PASSAGE PROVIDED —
** START **

Winter in Gaza:
A new war devours the tents of the displaced
Shaimaa Eid
On the shores of Al-Mawasi in Khan Yunis, Palestinians are entering yet another harsh chapter in their ongoing tragedy. With the first heavy rains of winter, the worn-out tents that had sheltered displaced families since the beginning of the war turned into shallow lakes, submerging the few belongings they still possessed.
The sight of flooded camps sinking into the sand was sadly predictable. Still, it laid bare the sheer magnitude of the humanitarian collapse that hundreds of thousands have endured for more than two years.
Amir Abu Shamala, a father of five, recalls the first moments of the storm that swept through his tent. “It was a harsh and unexpected winter wave. We were completely flooded,” he said. “Our mattresses and belongings got soaked. My children caught colds and suffered stomach aches from the extreme cold.”

** END **

EXERCISE — Please continue the article on winter floods in the Gaza tent camps, picking up right after its last sentence. You won't need the lines that follow for anything.

Records from a collection
** START **

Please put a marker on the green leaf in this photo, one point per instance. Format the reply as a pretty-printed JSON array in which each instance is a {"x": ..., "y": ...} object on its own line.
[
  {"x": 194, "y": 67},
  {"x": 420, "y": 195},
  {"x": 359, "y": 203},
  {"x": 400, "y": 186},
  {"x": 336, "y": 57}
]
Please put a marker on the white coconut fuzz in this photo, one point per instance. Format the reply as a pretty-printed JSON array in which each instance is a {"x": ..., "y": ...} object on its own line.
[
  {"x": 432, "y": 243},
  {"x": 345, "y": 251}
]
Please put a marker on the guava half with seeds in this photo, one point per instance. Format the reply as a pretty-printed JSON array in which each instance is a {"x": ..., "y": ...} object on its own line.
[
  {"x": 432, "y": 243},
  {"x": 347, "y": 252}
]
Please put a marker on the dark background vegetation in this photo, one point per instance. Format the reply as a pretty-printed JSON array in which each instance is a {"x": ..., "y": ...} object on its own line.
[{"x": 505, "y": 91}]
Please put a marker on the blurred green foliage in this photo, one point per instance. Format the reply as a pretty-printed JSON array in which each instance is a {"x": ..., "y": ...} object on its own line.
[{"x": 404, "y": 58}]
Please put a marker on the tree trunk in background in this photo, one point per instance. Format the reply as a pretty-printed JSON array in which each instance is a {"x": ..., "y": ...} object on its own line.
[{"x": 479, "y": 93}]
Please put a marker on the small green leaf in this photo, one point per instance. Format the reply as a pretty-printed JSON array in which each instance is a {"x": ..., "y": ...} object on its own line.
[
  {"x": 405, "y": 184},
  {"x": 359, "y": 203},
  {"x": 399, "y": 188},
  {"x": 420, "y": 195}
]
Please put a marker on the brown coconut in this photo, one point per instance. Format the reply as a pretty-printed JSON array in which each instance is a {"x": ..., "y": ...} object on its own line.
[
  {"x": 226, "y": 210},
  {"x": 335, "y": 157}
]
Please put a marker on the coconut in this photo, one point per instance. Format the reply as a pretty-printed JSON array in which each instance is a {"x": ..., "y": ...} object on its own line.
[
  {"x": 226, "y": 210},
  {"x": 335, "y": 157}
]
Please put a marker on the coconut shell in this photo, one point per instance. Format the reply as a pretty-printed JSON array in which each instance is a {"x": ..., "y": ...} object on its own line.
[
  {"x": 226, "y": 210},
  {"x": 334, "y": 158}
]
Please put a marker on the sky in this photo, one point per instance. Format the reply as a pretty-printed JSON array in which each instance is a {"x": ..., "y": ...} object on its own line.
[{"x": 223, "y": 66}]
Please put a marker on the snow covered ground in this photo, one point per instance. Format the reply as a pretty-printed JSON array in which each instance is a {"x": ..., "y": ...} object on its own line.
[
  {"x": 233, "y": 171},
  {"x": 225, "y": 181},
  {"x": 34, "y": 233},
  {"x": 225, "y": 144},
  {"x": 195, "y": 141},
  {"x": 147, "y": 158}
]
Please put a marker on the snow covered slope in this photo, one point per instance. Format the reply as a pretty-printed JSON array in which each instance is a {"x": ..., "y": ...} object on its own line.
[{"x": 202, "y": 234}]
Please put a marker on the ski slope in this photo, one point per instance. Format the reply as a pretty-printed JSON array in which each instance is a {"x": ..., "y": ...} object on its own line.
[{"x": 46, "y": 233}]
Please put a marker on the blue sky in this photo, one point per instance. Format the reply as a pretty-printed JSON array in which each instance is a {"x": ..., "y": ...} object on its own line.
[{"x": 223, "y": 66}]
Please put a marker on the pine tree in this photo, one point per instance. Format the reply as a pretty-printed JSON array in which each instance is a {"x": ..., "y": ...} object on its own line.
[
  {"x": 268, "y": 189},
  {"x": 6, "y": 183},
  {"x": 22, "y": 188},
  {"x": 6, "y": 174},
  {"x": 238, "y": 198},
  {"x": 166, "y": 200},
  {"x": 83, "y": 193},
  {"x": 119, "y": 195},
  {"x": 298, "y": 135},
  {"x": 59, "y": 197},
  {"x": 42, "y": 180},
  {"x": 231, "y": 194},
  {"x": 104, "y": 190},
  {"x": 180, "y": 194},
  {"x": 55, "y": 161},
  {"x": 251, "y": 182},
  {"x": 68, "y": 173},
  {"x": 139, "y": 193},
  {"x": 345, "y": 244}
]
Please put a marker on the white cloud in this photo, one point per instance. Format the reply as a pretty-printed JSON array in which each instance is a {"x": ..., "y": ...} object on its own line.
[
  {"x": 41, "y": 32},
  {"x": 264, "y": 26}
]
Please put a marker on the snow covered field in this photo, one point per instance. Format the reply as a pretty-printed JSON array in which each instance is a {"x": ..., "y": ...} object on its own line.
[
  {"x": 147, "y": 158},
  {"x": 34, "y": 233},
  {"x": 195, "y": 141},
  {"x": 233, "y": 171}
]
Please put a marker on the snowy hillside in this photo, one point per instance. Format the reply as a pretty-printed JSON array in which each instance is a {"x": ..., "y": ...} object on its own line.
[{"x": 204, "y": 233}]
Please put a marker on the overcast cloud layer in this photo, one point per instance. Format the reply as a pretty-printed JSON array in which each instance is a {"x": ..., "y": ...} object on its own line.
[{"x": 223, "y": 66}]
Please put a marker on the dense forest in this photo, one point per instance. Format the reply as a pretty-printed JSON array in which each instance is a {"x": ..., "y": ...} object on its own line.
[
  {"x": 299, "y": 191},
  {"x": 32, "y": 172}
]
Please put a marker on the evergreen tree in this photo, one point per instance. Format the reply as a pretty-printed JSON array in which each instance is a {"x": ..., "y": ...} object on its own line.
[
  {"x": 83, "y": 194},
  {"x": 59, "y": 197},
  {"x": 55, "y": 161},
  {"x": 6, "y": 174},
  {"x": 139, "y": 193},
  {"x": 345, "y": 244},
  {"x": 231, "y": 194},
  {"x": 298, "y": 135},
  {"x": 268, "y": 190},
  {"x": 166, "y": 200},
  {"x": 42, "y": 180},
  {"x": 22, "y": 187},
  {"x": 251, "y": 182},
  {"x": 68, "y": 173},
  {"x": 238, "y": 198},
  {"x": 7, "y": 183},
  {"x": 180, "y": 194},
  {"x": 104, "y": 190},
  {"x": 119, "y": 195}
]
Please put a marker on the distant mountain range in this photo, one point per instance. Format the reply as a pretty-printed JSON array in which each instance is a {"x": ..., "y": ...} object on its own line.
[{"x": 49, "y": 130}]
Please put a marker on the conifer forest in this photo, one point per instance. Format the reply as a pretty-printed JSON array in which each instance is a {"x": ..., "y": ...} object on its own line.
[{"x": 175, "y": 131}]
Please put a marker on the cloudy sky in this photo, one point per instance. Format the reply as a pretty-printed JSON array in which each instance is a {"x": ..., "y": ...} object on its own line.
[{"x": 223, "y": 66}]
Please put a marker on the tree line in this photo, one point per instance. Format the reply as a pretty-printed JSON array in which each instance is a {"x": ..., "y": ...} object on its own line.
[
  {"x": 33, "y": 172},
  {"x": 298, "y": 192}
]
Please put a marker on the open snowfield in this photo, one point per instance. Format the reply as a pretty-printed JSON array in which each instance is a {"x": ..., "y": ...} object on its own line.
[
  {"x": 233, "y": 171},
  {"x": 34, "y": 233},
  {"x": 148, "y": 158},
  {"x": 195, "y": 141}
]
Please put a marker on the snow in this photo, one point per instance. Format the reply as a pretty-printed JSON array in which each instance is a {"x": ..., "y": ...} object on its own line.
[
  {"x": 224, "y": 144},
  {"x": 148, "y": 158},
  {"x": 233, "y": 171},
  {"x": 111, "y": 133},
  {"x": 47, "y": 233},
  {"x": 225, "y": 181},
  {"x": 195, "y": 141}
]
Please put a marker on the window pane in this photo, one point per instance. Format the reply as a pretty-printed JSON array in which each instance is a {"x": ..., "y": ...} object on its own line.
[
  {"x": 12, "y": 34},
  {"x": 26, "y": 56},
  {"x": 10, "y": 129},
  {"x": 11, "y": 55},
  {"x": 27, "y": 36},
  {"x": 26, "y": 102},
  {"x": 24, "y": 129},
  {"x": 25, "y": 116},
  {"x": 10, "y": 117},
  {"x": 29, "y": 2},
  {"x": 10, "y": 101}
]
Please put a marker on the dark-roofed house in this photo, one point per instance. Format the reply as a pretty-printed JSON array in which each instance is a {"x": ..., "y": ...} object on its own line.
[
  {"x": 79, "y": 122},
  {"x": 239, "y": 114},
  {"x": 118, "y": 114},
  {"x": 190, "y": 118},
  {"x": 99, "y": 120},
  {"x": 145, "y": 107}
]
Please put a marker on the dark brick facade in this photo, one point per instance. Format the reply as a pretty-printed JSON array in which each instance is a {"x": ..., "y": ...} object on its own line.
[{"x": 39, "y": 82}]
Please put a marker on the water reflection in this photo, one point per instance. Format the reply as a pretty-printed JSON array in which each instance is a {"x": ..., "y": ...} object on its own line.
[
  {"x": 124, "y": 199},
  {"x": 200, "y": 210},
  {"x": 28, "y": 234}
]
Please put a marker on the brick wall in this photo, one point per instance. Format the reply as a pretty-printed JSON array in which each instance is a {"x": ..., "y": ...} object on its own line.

** END **

RESPONSE TO THE EXERCISE —
His voice carries both helplessness and anger as he continues: “If this is just the first storm, what will happen in the coming days? We’re living in damp, freezing air, and we don’t have enough blankets. I don’t know how I’ll protect my children.”
Not far away, Ibtihal Abu Ghali is raising four children and caring for her elderly mother alone in another fragile tent.
“I play the role of both mother and father,” she says. “I woke up to my children screaming as the tent tore apart and water rushed in. We sought shelter in a neighbor’s tent until morning. This tent is uninhabitable, but we have nowhere else to go.”
She pauses, then adds quietly, “We lost our home in Rafah two years ago. Every winter, the same pain returns. My children shiver the whole night.”
The same scene unfolds in Deir Al-Balah, where the Khalidi family — father, mother, and three daughters — struggles through the storm. Their father, Mohammed Khalidi, asks, “Where are the promises to increase aid after the ceasefire? Our tent is torn, and the cold bites into our children’s bones. I tried to rent a house, but the prices are impossible.”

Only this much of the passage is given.